* _Extracted data_:
Segment Open
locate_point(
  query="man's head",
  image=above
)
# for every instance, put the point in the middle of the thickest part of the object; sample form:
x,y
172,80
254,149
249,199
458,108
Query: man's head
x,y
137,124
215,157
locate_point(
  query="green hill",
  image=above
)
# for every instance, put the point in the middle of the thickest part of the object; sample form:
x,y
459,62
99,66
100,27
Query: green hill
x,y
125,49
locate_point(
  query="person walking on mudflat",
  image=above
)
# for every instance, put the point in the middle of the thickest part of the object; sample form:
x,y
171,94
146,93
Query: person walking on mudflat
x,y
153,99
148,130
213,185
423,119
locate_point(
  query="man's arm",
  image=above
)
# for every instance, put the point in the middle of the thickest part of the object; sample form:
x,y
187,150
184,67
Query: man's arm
Segment Closed
* _Assignment_: Retype the whole listing above, line for line and exactly.

* _Finished task_:
locate_point(
  query="man's head",
  image=above
)
# for every instance, put the point in the middle of the thickest part of the object; sample form:
x,y
172,80
254,149
249,199
458,108
Query: man's head
x,y
137,124
215,157
locate_point(
  query="green hill",
  image=above
)
# for every instance, put the point in the middle of the thickest part of the object; sample form:
x,y
459,62
99,66
100,27
Query: green hill
x,y
125,49
locate_point(
  query="person walking on mudflat",
  image=above
)
# for every instance, put the point in the middle of the thickest part of the object; sample form:
x,y
171,94
146,93
Query: person walking on mudflat
x,y
153,99
148,130
213,185
423,119
locate_point(
  query="man's arm",
  image=above
)
# for every instance, put the point in the middle of the thickest part of the object; sample form:
x,y
187,150
184,67
Query: man's arm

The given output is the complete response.